• Problems to solve:
**1.** In the IT assurance excerpt, what must changes in a financial institution's existing operational environment be in accordance with?
**2.** Pick up the IT assurance excerpt after its final sentence and write what comes next.

• Extracted text:
******************************

13.9 A financial institution must ensure that it implements appropriate network
redundancy contingency plans such as arrangements with different network
service providers or a network service provider with alternate network paths.
14. IT assurance
14.1 The control functions and/or external assurance providers, must, have the
capacity to independently review and provide objective assurance of
compliance with all IT-related activities as outlined in the financial institution’s
policies and procedures as well as with external requirements.
14.2 A financial institution must through the control functions or an external
assurance provider -
(a) establish an organisational structure and reporting lines for IT assurance
within the control functions, where appropriate, in a way that preserves
the independence and objectivity of the control functions;
(b) determine whether changes in the existing operational environment
influence the existing IT controls or require the adoption of additional
measures to mitigate the risks involved. These changes must be in
accordance with the financial institution’s formal change management
process; and
(c) maintain an IT assurance plan to examine and evaluate the adequacy
and effectiveness of the financial institution’s IT systems, internal control
mechanisms and governance arrangements.

******************************

• Recorded information:
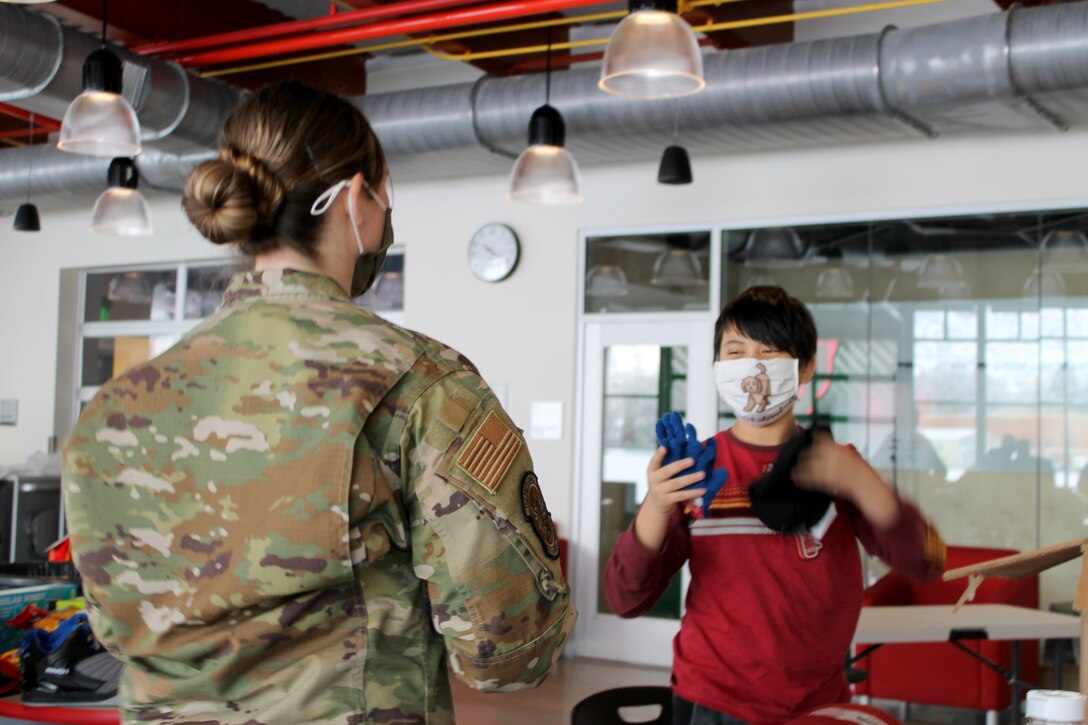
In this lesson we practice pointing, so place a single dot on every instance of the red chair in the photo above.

******************************

• Answer set:
**1.** The financial institution's formal change management process.

**2.**
15.1 A financial institution must notify the responsible authority of the financial
sector law in terms of which the financial institution is licensed or registered,
in the form and manner determined by the Authorities, of any systems failure,
malfunction, delay or other disruptive event, within the determined timeframe,
after classifying the event as a material incident.
15.2 In addition, to the requirements of paragraph 15.1 above, the Authorities may,
through ongoing supervisory review and evaluation processes, request for
specific information or regulatory reports as well as assurance in terms of
compliance with this Joint Standard.
16. Short-title
16.1 This Joint Standard is called ‘IT Governance and Risk Management for
Financial Institutions, 2023’.
4 The responsible authority for the respective financial sector law is identified in Schedule 2 of the Act.